Le Sommet Climate Chance 2025, qui se tiendra du 1er au 3 juillet à Bruxelles, réunira les acteurs non-étatiques européens et africains de la lutte contre le changement climatique. Cette rencontre stratégique vise à renforcer la coopération transrégionale et à amplifier le rôle des collectivités territoriales, des entreprises et de la société civile dans la mise en œuvre concrète de l’Accord de Paris.
Bruxelles – L’Association Climate Chance organise du 1er au 3 juillet 2025 à Bruxelles son Sommet mondial des acteurs non-étatiques du climat, avec une édition spéciale consacrée aux relations entre l’Europe et l’Afrique. Cet événement majeur rassemblera des centaines de représentants de collectivités territoriales, d’entreprises, d’organisations de la société civile, de syndicats et d’institutions de recherche des deux continents pour renforcer leur coopération dans la lutte contre le changement climatique et accélérer la transition écologique à l’échelle locale.
Le Sommet Climate Chance s’est imposé depuis sa création comme la principale plateforme internationale dédiée spécifiquement aux acteurs non-étatiques du climat, reconnaissant que si les gouvernements nationaux négocient les accords internationaux et définissent les politiques climatiques nationales, la mise en œuvre concrète des engagements climatiques se réalise largement à l’échelle territoriale et implique une multiplicité d’acteurs au-delà des seuls États. Les villes, les régions, les entreprises, les organisations de la société civile et les citoyens jouent un rôle déterminant dans la réduction des émissions de gaz à effet de serre, l’adaptation aux impacts climatiques et la construction de sociétés résilientes et bas-carbone.
L’édition 2025, en se focalisant sur le dialogue Europe-Afrique, répond à une double nécessité stratégique. D’une part, l’Europe, qui s’est fixée des objectifs climatiques parmi les plus ambitieux au monde avec sa neutralité carbone visée en 2050 et sa réduction de 55% des émissions d’ici 2030, cherche à renforcer ses partenariats avec l’Afrique pour sécuriser ses approvisionnements en énergies renouvelables, en hydrogène vert et en matières premières critiques pour la transition énergétique. D’autre part, l’Afrique, continent le moins responsable historiquement du changement climatique mais le plus vulnérable à ses impacts, nécessite des transferts massifs de technologies, de compétences et de financements pour s’adapter et développer des trajectoires de croissance bas-carbone.
Les collectivités territoriales occuperont une place centrale dans le sommet. Les villes africaines, qui connaissent une urbanisation exceptionnellement rapide avec un doublement de leur population attendu d’ici 2050, font face à des défis considérables en matière d’infrastructures, de mobilité, de gestion des déchets, d’accès à l’énergie et de résilience face aux événements climatiques extrêmes. Les expériences des villes européennes, qui ont développé des expertises avancées en planification urbaine durable, en transports publics décarbonés, en efficacité énergétique des bâtiments et en économie circulaire, constituent des références précieuses, à condition d’être adaptées aux contextes africains caractérisés par des ressources financières limitées, une informalité économique importante et des dynamiques démographiques spécifiques.

| CONTENU DES DONNÉES |
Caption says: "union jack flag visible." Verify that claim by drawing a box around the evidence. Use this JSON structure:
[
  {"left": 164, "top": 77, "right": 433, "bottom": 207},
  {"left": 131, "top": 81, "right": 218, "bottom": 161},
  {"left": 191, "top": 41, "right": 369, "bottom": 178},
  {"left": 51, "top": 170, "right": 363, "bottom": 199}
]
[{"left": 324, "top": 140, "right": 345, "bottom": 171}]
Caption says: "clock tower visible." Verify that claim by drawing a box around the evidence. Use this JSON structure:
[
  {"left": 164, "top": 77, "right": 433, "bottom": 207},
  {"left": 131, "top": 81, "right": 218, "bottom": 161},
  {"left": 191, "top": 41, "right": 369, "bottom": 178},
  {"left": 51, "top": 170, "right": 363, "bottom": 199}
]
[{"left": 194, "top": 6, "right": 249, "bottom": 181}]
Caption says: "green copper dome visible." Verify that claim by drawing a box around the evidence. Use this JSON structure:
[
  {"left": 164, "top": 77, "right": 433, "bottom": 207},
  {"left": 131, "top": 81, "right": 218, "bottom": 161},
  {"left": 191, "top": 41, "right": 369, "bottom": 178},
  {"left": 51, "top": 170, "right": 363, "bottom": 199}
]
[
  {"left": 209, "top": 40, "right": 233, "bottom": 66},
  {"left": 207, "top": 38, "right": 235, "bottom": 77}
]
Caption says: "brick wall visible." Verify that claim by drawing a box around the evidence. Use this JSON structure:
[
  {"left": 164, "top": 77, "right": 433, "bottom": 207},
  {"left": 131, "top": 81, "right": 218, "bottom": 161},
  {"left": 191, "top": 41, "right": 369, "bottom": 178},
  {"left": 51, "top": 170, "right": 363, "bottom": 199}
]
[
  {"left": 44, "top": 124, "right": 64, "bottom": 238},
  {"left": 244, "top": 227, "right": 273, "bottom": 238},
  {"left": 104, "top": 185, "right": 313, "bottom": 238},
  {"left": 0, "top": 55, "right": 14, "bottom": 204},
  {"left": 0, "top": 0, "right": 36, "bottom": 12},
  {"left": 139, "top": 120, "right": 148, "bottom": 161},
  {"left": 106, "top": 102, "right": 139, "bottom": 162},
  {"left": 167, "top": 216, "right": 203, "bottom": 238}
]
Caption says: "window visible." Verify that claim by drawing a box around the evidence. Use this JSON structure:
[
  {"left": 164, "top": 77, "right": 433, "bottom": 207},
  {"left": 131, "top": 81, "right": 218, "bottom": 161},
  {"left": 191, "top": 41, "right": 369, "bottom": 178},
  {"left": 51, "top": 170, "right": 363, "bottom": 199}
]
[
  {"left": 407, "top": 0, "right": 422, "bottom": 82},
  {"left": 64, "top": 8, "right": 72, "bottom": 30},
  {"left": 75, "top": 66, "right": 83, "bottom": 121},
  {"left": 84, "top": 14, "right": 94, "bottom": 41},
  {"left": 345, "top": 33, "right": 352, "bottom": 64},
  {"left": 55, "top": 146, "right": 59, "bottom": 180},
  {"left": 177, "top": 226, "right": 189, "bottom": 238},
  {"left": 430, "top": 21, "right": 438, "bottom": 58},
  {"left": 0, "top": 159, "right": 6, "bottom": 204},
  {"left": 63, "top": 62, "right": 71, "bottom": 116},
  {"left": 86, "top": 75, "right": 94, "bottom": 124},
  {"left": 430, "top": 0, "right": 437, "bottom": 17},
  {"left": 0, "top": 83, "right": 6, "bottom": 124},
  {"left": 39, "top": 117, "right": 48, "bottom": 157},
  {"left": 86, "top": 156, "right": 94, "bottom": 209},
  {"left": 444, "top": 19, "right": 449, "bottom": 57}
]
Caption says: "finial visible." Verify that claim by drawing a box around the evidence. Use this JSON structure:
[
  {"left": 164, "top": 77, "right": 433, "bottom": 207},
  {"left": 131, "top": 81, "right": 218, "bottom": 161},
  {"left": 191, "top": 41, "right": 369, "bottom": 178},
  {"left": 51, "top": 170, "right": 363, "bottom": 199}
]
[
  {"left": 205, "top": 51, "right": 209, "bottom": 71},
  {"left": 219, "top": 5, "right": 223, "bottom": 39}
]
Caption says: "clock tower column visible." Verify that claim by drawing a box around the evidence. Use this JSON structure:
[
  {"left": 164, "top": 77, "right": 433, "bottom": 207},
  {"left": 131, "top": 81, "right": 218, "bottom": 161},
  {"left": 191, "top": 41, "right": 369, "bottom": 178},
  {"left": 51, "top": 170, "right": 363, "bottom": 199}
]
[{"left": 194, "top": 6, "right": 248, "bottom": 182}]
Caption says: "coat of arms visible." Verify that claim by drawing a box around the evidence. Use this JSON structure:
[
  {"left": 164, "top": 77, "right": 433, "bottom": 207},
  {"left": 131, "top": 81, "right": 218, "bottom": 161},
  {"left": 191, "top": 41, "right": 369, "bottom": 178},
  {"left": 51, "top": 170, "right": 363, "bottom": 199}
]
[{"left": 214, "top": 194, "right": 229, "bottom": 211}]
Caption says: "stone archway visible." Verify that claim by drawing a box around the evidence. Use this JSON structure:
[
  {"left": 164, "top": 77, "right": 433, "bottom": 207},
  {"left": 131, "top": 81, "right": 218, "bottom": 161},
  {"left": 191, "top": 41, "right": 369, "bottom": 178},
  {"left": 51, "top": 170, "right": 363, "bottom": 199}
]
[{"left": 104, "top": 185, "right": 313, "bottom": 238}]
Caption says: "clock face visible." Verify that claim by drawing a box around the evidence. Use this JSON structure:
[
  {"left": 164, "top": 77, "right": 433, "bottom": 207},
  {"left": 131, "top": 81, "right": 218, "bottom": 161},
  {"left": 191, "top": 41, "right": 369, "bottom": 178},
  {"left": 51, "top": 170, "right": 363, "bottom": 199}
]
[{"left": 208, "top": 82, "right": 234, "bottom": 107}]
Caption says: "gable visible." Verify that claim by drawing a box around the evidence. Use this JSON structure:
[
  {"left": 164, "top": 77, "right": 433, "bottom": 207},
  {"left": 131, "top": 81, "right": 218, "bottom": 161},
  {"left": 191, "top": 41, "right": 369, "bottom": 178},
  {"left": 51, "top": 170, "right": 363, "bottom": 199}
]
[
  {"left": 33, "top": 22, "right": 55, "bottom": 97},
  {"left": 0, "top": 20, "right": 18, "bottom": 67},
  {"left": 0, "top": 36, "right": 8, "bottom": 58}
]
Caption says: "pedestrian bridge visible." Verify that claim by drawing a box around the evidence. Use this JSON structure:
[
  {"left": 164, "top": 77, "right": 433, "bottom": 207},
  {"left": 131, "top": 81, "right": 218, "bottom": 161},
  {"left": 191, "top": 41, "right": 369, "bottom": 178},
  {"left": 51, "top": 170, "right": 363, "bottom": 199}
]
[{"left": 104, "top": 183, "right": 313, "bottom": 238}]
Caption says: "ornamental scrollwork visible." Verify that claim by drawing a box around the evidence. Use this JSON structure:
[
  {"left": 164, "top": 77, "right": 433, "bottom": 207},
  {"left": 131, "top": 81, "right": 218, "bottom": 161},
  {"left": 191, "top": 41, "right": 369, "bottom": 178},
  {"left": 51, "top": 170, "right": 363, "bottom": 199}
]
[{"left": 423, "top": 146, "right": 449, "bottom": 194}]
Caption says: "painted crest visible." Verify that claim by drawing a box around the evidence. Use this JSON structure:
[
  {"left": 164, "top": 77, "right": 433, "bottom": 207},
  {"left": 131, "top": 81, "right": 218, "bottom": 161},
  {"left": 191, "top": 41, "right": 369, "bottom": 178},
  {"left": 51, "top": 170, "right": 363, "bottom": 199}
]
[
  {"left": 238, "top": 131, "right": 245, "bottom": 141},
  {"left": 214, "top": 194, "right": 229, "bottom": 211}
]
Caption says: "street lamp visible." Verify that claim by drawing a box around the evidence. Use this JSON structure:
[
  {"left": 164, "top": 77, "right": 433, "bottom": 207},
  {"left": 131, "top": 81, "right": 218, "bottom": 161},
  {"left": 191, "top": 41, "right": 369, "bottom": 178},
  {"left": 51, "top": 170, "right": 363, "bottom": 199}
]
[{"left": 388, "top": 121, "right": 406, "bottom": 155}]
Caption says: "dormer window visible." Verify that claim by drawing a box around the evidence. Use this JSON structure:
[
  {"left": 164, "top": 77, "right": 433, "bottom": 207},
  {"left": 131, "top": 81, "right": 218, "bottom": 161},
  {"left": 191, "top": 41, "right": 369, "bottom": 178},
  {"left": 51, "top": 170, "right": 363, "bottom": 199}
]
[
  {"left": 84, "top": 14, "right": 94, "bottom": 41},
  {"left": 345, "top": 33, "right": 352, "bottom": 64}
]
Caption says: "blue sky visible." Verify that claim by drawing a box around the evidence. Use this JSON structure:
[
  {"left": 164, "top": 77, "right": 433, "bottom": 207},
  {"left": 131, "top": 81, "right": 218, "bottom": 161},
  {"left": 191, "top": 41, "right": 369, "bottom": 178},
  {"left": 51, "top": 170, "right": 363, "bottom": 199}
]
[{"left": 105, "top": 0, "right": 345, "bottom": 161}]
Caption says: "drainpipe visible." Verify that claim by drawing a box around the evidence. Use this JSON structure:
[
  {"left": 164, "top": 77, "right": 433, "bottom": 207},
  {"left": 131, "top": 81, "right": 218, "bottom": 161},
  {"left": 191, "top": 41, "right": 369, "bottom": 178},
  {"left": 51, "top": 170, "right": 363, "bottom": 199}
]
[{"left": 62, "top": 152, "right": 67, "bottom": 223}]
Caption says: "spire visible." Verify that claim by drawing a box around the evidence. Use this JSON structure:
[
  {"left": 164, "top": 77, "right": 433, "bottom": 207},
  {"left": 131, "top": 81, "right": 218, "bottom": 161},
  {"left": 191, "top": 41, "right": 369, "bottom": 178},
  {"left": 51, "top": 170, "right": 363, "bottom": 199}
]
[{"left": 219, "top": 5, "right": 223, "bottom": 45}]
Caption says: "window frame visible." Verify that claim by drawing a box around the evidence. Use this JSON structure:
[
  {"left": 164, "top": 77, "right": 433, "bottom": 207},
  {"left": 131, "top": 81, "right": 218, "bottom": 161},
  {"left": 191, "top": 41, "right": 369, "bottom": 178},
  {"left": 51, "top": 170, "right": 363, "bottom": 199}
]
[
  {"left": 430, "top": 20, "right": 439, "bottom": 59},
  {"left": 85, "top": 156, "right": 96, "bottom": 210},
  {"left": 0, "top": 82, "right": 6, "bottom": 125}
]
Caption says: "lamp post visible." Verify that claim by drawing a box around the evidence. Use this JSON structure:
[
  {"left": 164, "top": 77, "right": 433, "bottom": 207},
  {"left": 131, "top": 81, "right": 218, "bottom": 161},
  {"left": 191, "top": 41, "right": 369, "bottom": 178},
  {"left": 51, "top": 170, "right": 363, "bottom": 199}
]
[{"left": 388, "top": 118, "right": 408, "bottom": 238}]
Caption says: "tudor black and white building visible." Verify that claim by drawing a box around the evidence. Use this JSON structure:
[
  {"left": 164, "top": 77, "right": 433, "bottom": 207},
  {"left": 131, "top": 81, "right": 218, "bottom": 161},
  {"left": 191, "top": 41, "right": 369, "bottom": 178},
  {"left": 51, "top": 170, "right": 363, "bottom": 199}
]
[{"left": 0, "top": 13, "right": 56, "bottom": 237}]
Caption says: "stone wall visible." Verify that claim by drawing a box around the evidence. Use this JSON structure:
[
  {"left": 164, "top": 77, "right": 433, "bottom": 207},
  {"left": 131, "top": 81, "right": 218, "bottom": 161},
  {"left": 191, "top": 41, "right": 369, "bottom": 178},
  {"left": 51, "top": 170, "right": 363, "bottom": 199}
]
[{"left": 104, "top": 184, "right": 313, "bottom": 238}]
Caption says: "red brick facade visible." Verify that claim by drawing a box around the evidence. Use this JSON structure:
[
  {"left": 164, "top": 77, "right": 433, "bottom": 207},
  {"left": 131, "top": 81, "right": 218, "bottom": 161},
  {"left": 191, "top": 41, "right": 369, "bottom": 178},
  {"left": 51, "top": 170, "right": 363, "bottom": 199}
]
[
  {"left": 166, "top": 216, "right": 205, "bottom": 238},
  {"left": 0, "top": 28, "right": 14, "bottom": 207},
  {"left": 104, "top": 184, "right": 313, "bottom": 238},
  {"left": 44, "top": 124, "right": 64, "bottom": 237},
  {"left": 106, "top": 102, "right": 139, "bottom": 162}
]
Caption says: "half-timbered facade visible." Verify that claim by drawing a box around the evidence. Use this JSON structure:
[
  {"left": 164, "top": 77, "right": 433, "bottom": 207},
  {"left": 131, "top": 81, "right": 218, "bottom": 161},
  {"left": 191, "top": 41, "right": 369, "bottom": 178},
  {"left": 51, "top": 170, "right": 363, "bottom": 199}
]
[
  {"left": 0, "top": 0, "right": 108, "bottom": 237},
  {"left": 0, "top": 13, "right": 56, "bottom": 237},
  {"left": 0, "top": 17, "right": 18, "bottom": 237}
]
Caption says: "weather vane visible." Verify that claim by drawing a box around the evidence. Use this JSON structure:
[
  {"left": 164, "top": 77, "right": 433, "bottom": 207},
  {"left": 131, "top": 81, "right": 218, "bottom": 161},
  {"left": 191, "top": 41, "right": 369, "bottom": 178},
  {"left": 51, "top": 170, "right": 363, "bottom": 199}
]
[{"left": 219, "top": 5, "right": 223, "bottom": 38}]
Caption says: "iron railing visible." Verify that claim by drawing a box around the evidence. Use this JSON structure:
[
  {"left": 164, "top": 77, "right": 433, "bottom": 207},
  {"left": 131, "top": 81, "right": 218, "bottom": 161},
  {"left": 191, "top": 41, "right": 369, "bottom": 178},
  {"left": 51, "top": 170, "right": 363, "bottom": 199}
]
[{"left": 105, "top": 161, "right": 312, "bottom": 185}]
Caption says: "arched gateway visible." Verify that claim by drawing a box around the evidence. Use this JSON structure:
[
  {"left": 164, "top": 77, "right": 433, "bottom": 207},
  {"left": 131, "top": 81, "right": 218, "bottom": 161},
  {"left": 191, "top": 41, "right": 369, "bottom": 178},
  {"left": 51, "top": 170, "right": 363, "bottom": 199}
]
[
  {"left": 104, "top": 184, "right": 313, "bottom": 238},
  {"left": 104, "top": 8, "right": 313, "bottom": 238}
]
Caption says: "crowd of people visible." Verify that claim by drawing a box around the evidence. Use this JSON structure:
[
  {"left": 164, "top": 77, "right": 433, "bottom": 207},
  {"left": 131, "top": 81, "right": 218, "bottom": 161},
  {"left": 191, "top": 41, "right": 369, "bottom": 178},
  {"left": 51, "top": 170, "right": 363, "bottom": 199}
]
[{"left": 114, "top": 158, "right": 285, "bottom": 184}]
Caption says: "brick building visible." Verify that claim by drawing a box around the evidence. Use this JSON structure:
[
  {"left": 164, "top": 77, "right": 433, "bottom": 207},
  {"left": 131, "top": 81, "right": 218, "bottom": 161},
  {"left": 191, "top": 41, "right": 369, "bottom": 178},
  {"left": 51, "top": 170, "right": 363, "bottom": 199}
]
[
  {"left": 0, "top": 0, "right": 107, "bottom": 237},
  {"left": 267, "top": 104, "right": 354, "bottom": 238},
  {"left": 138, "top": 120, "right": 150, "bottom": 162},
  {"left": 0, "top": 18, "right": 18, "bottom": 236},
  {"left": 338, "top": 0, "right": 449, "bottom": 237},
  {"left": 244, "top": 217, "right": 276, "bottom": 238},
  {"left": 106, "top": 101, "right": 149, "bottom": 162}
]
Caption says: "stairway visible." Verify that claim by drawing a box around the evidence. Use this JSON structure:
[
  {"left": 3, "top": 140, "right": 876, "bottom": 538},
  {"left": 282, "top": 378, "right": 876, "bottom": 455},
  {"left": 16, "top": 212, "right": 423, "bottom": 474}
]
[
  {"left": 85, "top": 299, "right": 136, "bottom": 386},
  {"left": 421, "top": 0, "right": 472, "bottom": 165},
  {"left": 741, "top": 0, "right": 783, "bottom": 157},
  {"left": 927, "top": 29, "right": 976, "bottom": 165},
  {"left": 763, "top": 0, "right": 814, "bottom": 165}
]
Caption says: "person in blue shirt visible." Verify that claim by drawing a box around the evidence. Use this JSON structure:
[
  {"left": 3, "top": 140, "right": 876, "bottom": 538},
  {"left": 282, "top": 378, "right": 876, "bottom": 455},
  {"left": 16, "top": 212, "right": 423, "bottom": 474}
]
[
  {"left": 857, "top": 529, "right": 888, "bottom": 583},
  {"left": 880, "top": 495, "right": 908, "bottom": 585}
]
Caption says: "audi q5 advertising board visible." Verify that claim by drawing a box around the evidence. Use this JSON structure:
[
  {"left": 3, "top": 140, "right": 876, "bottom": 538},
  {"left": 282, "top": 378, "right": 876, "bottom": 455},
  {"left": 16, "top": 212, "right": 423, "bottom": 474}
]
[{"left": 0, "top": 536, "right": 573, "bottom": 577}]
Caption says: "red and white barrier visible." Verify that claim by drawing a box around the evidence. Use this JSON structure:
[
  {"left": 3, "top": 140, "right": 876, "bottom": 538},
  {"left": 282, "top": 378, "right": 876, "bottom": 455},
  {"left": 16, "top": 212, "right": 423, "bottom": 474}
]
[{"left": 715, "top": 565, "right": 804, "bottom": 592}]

| TRAVAIL DEMANDÉ |
(1) Les affirmations suivantes concordent-elles avec le texte sur le Sommet Climate Chance 2025 ? Pour chacune, répondez par oui ou non et citez les mots du texte qui tranchent. (a) Le sommet a lieu à Bruxelles du 1er au 3 juillet 2025. (b) L’Europe vise une réduction de 55 % de ses émissions d’ici 2050. (c) L’Afrique y est présentée comme le continent le plus responsable historiquement du changement climatique.
(2) Veuillez extraire du texte sur le Sommet Climate Chance 2025 le passage compris entre « Bruxelles – L’Association » et « à l’échelle locale. », inclus.

| SOLUTIONS PROPOSÉES |
(1)
(a) Oui : « organise du 1er au 3 juillet 2025 à Bruxelles »
(b) Non : « sa neutralité carbone visée en 2050 et sa réduction de 55% des émissions d’ici 2030 »
(c) Non : « continent le moins responsable historiquement du changement climatique mais le plus vulnérable à ses impacts »

(2)
Bruxelles – L’Association Climate Chance organise du 1er au 3 juillet 2025 à Bruxelles son Sommet mondial des acteurs non-étatiques du climat, avec une édition spéciale consacrée aux relations entre l’Europe et l’Afrique. Cet événement majeur rassemblera des centaines de représentants de collectivités territoriales, d’entreprises, d’organisations de la société civile, de syndicats et d’institutions de recherche des deux continents pour renforcer leur coopération dans la lutte contre le changement climatique et accélérer la transition écologique à l’échelle locale.